Task to complete:
Restate all of the data below word for word.

◇ ◇ ◇ ◇ ◇

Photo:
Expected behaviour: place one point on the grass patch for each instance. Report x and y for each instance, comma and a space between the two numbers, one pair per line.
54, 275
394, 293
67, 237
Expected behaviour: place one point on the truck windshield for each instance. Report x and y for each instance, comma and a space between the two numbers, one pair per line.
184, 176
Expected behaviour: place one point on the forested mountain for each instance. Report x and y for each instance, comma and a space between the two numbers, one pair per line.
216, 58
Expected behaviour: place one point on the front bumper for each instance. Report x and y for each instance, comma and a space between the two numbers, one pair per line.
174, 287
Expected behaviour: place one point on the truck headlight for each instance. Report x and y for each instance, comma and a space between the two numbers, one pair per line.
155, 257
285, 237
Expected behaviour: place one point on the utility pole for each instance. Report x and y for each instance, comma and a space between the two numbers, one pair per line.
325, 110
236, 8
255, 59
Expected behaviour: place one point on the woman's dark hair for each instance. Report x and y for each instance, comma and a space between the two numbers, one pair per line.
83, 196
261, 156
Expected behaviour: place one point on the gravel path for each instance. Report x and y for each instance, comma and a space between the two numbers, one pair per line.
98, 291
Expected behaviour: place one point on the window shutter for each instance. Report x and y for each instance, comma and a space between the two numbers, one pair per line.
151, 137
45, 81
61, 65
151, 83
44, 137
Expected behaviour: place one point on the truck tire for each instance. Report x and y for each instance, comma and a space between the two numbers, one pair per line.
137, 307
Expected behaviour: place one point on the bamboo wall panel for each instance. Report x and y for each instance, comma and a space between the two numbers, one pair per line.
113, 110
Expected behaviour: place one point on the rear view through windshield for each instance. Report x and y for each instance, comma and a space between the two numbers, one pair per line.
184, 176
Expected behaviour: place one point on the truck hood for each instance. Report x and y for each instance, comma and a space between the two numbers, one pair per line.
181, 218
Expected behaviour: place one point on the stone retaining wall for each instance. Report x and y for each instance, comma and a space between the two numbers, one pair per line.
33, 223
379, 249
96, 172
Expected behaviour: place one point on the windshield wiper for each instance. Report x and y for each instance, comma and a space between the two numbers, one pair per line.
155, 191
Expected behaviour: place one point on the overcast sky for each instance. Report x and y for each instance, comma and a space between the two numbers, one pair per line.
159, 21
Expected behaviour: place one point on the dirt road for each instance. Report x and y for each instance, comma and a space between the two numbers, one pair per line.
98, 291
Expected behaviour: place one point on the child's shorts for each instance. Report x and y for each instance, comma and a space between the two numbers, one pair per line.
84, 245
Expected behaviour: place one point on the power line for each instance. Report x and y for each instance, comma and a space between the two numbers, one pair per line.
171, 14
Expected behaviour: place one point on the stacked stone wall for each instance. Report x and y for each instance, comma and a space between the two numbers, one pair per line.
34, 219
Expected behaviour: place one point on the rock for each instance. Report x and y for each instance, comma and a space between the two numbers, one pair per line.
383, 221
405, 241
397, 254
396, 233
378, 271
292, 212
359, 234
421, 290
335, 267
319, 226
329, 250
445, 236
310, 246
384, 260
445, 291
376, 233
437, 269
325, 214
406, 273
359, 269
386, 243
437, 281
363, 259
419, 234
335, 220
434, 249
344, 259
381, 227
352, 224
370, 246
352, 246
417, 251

◇ ◇ ◇ ◇ ◇

Response box:
Photo:
Expected behaviour: place one point on the grass patch for each instance. Report x and y for each instance, comma and a space between the two numbers, one pair per line.
54, 275
394, 293
67, 237
Expected behaviour: place one point on the truck windshield for each instance. Report x and y for each instance, comma and a space between the two numbers, one pair per line.
184, 176
Expected behaviour: place one point on the forested mountain for each instance. Report x and y for each instance, comma and a space between the two numbers, one pair per line.
216, 58
Expected behaviour: place one point on the front bumper for each instance. Report x and y for each instance, comma and a space between the two numbers, one pair per line.
174, 287
Expected behaviour: place one point on the truck headlight for each instance. Report x and y for each instance, comma and a space between the two numbers, one pair per line.
155, 257
285, 237
Expected behaviour: place one point on the utility pole for each instance. Report x and y for each instance, comma and a space between the two numbers, one pair per line.
325, 110
236, 8
255, 59
Expected behaviour: place one point on the woman's dark hair for each instance. Report x and y for each instance, comma and a space between the two numbers, one pair per line.
83, 196
261, 156
Expected behaviour: place one point on the gravel path for each instance. Report x and y for each instance, comma and a space between the two numbers, one pair per line.
98, 291
Expected behaviour: place one point on the window shutter for each instance. Report x and y for each instance, comma and a space between the two numbers, one pair per line.
151, 137
45, 81
61, 65
151, 83
44, 137
Expected behaviour: place one point on the truck tire for each instance. Report x and y for each instance, comma and a space between the two numbers, one pair per line.
137, 307
Expected behaviour: place one point on the bamboo wall panel for each instance. Report x and y for each instance, comma and a space between the two numbers, one pair per line.
113, 110
Expected behaviour: place one point on the rear view through windshield for each instance. Report x and y for each instance, comma and a space between the two numbers, one pair per line.
184, 176
Expected behaviour: place one point on the truck hood for each instance. Report x and y for each instance, comma and a space between the two numbers, one pair per line.
181, 218
Expected behaviour: place one point on the stone retaining wall for each instance. Report x and y for each instance, comma and a space between the two numbers, one pair per line.
33, 223
379, 249
96, 172
Expected behaviour: place one point on the windshield wiper for each instance. Report x and y for each instance, comma and a space between the two numbers, one pair per line.
155, 191
Expected behaviour: place one point on the overcast sky for each instance. Report x and y for each instance, comma and a space between the two numbers, one pair per line.
159, 21
Expected behaviour: place one point on the dirt road for each instance. Report x and y for each instance, comma and a space between the two numbers, one pair per line.
98, 291
Expected behaviour: place one point on the child's shorts for each instance. Report x and y for each instance, comma and a space between the two numbers, one pair per line.
84, 245
Expected behaviour: place one point on the power line for each instance. Report x and y for each instance, comma and a space between the two numbers, one pair per line.
171, 14
Expected behaviour: place one point on the stacked stone wall for each instance. Report x and y for each instance, comma and a space between the two numbers, one pair per line.
34, 219
Expected behaviour: place one point on the rock for each instance. Report x and y for each instance, comma and a space between the two numbers, one pair per line.
383, 221
405, 241
397, 254
396, 233
378, 271
292, 212
359, 234
421, 290
335, 267
319, 226
329, 250
445, 236
310, 246
384, 260
445, 291
376, 233
437, 269
325, 214
406, 273
359, 269
386, 243
437, 281
363, 259
419, 234
335, 220
434, 249
344, 259
381, 227
352, 224
370, 246
352, 246
417, 251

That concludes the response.